== Segment start ==

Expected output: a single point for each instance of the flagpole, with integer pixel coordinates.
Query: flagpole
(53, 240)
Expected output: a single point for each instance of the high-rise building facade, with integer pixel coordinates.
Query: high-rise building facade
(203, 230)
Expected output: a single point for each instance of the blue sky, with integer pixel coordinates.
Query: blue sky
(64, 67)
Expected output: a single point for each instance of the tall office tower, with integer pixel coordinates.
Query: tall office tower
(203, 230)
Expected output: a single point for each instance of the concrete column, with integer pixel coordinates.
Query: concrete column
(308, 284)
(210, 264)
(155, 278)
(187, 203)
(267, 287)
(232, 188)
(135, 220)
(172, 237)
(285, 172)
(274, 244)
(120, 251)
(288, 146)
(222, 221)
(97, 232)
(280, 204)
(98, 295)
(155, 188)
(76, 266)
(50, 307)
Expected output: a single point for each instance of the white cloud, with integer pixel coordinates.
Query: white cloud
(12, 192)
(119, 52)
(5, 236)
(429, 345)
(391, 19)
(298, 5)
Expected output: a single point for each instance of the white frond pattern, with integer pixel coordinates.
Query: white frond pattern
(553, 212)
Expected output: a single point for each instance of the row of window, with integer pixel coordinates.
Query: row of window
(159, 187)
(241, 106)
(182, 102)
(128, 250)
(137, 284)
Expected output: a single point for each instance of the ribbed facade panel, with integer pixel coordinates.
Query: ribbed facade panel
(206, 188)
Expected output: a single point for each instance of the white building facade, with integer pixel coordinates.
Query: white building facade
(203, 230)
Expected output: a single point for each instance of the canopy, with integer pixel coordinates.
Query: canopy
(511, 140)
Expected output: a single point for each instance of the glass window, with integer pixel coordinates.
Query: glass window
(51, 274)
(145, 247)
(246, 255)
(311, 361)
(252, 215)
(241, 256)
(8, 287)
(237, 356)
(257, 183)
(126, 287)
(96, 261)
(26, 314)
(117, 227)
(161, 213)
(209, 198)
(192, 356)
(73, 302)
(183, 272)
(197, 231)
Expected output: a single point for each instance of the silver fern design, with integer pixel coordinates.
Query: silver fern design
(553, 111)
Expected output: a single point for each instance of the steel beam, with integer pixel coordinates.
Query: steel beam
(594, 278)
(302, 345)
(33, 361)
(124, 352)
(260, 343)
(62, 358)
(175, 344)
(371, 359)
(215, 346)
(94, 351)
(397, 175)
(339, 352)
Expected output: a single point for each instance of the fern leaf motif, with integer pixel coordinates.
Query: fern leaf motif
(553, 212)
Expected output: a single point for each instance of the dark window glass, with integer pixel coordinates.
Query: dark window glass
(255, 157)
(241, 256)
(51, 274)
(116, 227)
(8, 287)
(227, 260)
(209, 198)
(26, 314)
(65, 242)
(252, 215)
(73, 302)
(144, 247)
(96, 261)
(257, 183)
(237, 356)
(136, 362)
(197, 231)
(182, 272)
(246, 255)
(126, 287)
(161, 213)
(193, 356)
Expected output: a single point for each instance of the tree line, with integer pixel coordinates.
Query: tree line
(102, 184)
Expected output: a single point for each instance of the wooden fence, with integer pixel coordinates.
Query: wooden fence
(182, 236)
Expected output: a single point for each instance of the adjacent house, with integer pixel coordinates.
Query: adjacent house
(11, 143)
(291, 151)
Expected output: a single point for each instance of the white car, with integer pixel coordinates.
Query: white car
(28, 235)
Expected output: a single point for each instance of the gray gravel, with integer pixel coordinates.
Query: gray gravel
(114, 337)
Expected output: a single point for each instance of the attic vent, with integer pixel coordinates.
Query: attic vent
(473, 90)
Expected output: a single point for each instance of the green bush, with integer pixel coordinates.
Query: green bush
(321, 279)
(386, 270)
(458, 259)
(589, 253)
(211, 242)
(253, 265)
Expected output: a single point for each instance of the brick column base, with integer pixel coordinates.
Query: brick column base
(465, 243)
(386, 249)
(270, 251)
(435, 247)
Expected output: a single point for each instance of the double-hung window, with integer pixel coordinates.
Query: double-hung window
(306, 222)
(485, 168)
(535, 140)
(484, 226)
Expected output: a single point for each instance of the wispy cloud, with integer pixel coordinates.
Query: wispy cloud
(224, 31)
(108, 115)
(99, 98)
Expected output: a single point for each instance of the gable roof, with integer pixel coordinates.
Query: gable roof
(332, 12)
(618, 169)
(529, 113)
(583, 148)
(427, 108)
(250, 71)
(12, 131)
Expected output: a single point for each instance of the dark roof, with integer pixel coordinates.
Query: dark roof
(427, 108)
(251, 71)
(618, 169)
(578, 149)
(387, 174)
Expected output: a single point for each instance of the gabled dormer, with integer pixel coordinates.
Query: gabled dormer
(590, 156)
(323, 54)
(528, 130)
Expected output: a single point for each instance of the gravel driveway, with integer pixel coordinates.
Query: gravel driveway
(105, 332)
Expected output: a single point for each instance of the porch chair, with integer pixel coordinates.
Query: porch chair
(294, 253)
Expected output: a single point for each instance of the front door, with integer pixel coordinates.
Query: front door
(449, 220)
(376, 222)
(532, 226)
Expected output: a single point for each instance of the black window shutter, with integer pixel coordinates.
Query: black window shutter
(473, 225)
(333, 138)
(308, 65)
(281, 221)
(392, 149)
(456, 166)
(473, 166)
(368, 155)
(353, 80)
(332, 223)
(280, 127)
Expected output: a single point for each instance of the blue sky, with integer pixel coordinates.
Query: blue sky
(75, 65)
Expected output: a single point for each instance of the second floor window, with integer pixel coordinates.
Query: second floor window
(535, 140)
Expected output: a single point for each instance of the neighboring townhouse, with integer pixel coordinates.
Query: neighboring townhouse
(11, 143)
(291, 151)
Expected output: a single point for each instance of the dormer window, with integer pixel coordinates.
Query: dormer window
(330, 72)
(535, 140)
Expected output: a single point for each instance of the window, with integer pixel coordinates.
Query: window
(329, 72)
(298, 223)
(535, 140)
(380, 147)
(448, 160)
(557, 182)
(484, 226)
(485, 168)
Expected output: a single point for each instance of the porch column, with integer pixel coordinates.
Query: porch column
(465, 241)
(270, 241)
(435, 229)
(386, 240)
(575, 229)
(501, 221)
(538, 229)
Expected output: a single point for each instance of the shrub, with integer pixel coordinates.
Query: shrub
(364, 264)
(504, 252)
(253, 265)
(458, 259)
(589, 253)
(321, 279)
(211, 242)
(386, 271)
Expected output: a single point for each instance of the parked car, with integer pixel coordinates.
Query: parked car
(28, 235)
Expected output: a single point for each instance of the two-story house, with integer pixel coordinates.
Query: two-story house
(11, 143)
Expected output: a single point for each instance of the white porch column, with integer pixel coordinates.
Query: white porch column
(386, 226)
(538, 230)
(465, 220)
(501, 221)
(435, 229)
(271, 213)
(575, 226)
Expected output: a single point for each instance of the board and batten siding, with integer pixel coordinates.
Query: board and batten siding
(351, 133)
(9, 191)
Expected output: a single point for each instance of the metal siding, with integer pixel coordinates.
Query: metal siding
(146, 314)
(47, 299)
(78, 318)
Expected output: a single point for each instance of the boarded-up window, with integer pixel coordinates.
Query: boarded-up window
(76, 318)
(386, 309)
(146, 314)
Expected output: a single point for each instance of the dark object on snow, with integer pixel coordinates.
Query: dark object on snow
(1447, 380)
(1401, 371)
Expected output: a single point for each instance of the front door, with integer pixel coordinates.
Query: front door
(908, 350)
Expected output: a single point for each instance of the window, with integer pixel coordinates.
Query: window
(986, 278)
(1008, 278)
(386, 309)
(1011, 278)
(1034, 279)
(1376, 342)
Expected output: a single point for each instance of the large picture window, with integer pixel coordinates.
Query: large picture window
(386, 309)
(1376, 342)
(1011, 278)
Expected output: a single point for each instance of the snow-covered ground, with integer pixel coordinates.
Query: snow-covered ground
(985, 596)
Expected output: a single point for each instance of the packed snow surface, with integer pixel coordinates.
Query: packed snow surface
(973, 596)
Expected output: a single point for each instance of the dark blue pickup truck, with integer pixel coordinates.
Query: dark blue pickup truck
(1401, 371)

== Segment end ==

What the task asks:
In the entries above, restate word for word the lines between the one holding "dark roof, with integer pixel coordinates." and the one holding "shrub, with integer pixel coordinates.", inclusive, and nothing besides.

Result below:
Expected output: a single point for each instance of the dark roof, with integer pixel coordinates.
Query: dark roof
(427, 108)
(251, 71)
(618, 169)
(578, 149)
(387, 174)
Expected output: a single point for each instance of the gabled dormer, with integer pixel coordinates.
Query: gabled dormer
(590, 156)
(323, 54)
(528, 130)
Expected output: a single point for each instance of the gravel driveway, with integer pixel coordinates.
Query: gravel driveway
(105, 332)
Expected output: a single point for each instance of the porch chair, with integer pixel coordinates.
Query: porch chair
(294, 253)
Expected output: a single point for each instance of the front door, with integer pixel coordinates.
Query: front door
(449, 220)
(376, 222)
(532, 226)
Expected output: a single point for each instance of the black window shutter, with integer pixel coordinates.
Query: black window shutter
(473, 225)
(333, 138)
(308, 65)
(281, 221)
(392, 149)
(456, 166)
(473, 166)
(368, 155)
(353, 80)
(332, 223)
(280, 127)
Expected output: a single point for each instance of the blue sky, with integer pixel coordinates.
Query: blue sky
(75, 65)
Expected output: a single point for each instance of the second floor window, with integer pixel coordinates.
Query: second floor window
(535, 140)
Expected output: a single point for each instance of the neighboring townhouse, with integer pixel coordinates.
Query: neighboring townhouse
(11, 143)
(291, 151)
Expected output: a single point for each instance of the dormer window, with integer pixel coordinates.
Query: dormer window
(330, 72)
(535, 140)
Expected output: a single point for each instance of the window, with integer pixel coordinates.
Query: window
(329, 72)
(298, 223)
(535, 140)
(380, 147)
(448, 160)
(557, 182)
(484, 226)
(485, 168)
Expected output: a single point for each instance of the porch column, with integer pixel coordinates.
Query: porch column
(465, 241)
(270, 241)
(435, 229)
(386, 240)
(575, 229)
(501, 221)
(538, 229)
Expected output: a single point for each instance of the shrub, with integer pixel coordinates.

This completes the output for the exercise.